[Source extract]
::::

But all gayety went into eclipse, it is stated, upon the death of the President's invalid wife in 1842. Mrs. Robert Tyler, in a letter from the White House to a friend wrote, “Nothing can exceed the loneliness of this large and gloomy mansion hung in black.” At the same time she speaks of “the almost awful-looking Mr. Daniel Webster” and “his charming gossip.”

“Mrs. Semple,” writes Daisy Fitshugh Ayres, emerging from the vicissitudes of the Civil War, widowed and penniless, full of pluck and capacity, with three nephews and nieces to provide for, opened in Baltimore, according to one who knew her, the “Eclectic Institute” for young ladies, the attendance at which of two pupils from Canton, Ohio, produced the germ of the subsequent intimacy between Mrs. Semple and President McKinley and his wife. We are told, then, that it was at the urgent instance of Mr. W.W. Corcoran, the Washington philanthropist of the last generation, that the daughter of President Tyler “lent the prestige for her presence to the Louise Home, then just established as a memorial to his wife and daughter. Mrs. Semple's residence there in the troublous times immediately succeeding the Civil War, was looked upon as a wise stroke of sectional diplomacy.”

Welcome at the White House, continues Daisy Fitzhugh Ayres, Mrs. Semple has proven herself to be through all administrations. It was her friend, Mr. Corcoran himself, who was wont to escort her to the Hayes' receptions. Mrs. Hayes, herself a Virginian, was a constant informal guest of Mrs. Semple at the Louise Home. Every McKinley function had this venerable daughter of a President high on its list of honored guests, while Mrs. McKinley's carriage was often at her disposal. Mrs. Semple has flowing in her veins the blood of three Presidents: John Tyler, James Monroe, William Henry Harrison.

::::

[Listed records]
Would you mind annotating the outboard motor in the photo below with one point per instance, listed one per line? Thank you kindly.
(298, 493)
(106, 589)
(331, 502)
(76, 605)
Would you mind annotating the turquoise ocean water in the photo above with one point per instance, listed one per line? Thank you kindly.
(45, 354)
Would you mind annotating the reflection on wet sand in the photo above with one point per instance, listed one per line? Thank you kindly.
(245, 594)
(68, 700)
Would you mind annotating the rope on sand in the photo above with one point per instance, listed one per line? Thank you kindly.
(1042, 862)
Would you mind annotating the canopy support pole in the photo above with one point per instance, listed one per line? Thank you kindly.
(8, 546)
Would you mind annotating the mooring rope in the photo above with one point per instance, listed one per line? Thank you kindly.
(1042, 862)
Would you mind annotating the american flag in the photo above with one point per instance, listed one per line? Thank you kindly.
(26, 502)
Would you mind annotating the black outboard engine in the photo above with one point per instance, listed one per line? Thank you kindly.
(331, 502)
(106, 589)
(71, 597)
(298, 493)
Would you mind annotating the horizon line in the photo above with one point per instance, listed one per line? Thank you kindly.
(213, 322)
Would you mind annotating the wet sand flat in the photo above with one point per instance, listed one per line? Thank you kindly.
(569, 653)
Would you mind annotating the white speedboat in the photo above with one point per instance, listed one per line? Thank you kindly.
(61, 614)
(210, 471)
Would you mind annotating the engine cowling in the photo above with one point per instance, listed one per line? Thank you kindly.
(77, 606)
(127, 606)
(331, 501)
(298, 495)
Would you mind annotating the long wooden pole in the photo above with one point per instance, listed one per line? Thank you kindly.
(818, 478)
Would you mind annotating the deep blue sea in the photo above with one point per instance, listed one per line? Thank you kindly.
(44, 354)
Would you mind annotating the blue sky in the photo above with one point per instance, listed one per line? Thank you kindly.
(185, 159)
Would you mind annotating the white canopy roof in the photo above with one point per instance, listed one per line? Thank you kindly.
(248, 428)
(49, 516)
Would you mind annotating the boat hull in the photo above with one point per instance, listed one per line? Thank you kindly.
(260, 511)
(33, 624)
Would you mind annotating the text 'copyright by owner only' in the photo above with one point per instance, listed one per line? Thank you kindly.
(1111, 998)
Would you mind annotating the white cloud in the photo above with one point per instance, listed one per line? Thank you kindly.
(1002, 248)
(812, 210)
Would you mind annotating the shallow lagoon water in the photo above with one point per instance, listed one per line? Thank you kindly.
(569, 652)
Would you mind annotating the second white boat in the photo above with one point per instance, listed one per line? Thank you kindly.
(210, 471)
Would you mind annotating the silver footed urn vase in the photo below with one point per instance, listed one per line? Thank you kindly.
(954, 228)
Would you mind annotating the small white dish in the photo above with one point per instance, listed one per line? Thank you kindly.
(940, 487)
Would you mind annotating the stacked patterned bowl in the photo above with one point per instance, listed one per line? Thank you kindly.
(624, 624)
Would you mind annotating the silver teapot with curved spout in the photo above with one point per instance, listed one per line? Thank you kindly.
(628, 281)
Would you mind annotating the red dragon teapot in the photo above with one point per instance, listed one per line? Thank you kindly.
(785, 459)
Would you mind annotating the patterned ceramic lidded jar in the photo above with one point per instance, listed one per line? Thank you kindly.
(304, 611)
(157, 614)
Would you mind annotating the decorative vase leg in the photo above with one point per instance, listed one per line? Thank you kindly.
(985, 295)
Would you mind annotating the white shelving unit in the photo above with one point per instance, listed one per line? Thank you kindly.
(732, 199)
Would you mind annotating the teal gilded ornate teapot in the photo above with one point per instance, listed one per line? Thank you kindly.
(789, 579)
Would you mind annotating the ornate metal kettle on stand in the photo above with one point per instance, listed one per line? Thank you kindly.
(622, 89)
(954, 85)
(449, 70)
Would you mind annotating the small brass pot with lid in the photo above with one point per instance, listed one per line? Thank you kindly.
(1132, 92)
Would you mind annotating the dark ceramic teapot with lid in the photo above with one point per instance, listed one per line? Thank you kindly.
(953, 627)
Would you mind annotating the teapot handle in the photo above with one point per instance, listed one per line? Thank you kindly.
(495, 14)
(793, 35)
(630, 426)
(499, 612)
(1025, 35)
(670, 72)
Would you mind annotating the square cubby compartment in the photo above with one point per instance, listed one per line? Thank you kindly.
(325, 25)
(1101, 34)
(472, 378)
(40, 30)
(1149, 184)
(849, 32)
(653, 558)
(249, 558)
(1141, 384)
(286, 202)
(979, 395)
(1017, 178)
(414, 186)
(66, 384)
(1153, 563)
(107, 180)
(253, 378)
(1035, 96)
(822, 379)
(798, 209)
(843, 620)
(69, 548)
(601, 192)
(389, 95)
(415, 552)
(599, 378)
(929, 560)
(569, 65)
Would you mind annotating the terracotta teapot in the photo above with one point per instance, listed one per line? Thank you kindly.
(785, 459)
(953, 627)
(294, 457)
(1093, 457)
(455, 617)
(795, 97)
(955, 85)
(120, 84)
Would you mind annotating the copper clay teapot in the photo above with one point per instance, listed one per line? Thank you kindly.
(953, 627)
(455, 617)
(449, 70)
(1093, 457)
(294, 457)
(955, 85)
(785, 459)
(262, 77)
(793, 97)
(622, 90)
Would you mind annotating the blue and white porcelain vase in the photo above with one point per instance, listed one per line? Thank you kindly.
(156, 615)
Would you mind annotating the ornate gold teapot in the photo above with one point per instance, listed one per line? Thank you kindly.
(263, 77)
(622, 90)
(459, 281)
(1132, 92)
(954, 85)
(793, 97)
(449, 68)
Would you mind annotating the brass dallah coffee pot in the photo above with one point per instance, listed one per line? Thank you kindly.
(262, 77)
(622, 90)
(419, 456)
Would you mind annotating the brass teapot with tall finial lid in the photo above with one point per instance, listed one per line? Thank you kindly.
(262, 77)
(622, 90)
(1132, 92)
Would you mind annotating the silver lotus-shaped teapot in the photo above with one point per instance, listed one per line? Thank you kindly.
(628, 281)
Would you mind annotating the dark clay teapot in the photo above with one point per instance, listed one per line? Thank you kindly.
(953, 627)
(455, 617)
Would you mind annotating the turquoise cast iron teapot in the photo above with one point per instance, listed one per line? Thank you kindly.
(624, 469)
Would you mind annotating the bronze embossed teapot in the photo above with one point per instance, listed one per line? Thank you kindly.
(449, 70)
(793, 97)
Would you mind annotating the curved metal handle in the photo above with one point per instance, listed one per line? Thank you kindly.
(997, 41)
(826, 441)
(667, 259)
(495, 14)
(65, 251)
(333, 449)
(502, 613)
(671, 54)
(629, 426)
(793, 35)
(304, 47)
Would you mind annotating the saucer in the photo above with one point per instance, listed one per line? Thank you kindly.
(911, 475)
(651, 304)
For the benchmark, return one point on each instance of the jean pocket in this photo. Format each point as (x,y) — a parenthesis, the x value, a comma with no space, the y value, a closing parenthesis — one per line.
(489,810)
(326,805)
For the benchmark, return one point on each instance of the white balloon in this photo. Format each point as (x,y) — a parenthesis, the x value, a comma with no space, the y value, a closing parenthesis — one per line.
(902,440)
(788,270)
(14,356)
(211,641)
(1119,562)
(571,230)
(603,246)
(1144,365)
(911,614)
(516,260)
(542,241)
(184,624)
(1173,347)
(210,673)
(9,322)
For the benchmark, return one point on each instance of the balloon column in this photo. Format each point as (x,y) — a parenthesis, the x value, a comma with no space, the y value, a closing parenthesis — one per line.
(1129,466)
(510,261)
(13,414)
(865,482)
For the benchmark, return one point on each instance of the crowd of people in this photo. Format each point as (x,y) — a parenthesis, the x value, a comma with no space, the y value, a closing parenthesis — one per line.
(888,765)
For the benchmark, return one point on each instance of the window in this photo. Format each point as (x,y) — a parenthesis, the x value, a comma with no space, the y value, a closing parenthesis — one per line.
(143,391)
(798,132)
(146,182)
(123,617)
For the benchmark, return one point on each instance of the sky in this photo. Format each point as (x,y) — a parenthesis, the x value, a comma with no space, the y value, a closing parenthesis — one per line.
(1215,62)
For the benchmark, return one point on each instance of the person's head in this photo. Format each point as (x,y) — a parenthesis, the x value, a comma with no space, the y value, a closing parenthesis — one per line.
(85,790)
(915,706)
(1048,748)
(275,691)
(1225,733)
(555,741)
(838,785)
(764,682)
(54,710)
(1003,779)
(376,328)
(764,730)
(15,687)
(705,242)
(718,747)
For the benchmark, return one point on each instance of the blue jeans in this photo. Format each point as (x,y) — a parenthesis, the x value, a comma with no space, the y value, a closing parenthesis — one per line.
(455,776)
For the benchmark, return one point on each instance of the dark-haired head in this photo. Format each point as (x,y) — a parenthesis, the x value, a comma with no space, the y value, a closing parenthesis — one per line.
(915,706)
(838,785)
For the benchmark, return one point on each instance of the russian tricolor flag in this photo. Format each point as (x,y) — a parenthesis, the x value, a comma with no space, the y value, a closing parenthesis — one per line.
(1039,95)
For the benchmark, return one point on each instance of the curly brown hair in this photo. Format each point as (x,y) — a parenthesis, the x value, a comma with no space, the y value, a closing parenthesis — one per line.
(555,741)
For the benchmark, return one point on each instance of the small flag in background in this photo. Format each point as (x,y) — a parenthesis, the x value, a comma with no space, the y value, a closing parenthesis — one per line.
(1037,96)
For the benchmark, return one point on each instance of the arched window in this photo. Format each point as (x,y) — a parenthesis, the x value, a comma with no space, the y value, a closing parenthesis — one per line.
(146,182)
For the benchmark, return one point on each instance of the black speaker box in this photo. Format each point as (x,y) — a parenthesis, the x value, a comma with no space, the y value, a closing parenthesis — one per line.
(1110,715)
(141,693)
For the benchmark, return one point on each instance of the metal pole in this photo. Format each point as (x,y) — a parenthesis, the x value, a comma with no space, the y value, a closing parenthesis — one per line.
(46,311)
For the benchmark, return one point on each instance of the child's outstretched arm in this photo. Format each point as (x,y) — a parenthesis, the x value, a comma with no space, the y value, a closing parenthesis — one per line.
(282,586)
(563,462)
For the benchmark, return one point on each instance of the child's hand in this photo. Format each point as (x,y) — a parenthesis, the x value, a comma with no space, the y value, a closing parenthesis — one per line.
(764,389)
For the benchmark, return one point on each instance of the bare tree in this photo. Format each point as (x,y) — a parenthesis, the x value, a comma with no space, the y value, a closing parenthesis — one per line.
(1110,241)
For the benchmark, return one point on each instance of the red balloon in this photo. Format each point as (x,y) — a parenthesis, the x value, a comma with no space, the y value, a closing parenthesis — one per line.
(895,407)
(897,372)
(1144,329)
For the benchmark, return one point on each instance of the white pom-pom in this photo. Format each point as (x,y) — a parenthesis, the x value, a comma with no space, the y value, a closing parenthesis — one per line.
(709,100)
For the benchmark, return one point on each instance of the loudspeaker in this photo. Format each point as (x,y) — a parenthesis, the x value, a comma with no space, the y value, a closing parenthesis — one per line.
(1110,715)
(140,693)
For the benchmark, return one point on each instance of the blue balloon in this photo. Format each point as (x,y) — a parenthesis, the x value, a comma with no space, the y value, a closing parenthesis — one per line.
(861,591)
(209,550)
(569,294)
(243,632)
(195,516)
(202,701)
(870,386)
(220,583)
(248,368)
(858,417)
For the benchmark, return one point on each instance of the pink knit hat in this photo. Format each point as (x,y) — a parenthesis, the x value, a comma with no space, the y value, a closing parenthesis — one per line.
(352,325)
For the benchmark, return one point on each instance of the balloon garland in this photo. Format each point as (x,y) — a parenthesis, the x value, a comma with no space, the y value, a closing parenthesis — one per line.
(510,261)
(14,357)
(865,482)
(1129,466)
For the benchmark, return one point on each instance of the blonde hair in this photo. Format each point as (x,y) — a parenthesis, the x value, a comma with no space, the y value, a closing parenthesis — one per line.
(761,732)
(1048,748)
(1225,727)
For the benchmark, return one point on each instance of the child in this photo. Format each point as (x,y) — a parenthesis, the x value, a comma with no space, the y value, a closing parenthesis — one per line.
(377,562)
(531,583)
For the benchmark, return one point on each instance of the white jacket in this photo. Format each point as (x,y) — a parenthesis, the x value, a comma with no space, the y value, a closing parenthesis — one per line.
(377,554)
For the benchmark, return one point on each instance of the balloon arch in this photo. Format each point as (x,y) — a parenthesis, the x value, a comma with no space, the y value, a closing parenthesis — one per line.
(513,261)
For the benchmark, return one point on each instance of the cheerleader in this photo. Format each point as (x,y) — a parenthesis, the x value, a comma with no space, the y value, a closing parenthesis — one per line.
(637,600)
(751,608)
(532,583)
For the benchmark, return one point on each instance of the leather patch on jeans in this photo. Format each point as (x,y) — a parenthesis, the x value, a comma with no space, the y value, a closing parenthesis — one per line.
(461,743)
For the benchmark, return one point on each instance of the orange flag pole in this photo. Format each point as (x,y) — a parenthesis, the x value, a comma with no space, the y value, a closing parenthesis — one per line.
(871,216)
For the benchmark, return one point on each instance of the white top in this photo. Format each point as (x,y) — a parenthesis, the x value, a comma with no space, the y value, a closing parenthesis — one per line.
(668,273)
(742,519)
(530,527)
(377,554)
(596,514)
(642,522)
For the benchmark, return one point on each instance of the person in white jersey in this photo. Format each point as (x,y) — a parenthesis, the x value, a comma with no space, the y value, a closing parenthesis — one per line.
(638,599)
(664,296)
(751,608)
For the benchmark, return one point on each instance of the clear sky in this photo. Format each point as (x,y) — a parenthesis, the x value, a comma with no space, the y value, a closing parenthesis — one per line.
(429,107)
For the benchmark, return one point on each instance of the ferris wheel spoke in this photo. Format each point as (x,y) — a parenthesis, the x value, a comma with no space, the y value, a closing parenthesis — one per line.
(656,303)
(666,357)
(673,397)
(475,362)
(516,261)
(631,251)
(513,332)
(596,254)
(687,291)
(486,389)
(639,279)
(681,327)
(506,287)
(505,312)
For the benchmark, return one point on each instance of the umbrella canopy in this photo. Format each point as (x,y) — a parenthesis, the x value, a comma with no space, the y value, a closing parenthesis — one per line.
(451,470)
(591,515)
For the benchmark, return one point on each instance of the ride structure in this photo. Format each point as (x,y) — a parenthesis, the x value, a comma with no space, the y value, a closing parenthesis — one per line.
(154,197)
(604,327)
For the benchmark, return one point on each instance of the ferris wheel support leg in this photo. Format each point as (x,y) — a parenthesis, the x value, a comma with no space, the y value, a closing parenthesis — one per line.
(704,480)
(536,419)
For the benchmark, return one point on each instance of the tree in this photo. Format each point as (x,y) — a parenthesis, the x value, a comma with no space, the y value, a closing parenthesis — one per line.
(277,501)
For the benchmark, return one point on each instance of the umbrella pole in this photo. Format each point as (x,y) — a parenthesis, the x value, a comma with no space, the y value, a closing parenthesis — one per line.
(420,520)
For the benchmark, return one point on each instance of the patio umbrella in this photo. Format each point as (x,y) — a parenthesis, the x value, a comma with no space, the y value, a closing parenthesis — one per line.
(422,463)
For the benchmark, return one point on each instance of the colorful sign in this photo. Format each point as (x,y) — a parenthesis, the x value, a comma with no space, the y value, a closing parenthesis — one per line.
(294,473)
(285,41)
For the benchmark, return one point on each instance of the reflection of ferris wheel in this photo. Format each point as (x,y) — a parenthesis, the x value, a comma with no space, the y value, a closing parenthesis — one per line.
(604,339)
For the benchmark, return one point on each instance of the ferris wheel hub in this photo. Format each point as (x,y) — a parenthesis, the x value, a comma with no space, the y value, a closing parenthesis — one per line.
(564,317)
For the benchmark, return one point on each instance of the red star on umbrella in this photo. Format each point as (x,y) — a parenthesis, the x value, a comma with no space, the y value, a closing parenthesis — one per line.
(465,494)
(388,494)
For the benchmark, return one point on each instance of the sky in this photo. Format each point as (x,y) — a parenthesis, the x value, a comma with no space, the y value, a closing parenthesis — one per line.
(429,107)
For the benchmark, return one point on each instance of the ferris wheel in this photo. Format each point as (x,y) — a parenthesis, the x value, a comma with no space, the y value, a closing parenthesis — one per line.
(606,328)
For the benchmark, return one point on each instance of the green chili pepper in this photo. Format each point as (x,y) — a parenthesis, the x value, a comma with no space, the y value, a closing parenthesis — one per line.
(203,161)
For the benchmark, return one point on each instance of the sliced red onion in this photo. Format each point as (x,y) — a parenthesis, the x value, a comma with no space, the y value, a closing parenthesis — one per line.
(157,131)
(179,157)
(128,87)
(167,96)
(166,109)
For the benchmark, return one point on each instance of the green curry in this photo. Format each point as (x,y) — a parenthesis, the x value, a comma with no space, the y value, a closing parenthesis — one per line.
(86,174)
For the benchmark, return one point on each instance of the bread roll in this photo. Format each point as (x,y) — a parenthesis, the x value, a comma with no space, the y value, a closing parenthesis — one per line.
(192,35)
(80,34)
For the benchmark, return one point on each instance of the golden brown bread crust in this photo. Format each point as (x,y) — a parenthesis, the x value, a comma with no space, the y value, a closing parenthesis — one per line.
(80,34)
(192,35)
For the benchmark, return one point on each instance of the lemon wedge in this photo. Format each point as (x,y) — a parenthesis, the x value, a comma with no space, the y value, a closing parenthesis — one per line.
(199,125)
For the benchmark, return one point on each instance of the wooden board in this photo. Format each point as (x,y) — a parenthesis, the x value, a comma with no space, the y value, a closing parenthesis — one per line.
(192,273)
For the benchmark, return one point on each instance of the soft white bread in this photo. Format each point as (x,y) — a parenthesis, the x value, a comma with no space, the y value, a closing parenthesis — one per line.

::::

[Job A]
In the passage about Mrs. Semple, what did she open in Baltimore after the Civil War?
[Job B]
Reproduce the part of the passage about Mrs. Semple that begins at the words "Welcome at the" and stops after "William Henry Harrison.".

[Correct output A]
The "Eclectic Institute" for young ladies.

[Correct output B]
Welcome at the White House, continues Daisy Fitzhugh Ayres, Mrs. Semple has proven herself to be through all administrations. It was her friend, Mr. Corcoran himself, who was wont to escort her to the Hayes' receptions. Mrs. Hayes, herself a Virginian, was a constant informal guest of Mrs. Semple at the Louise Home. Every McKinley function had this venerable daughter of a President high on its list of honored guests, while Mrs. McKinley's carriage was often at her disposal. Mrs. Semple has flowing in her veins the blood of three Presidents: John Tyler, James Monroe, William Henry Harrison.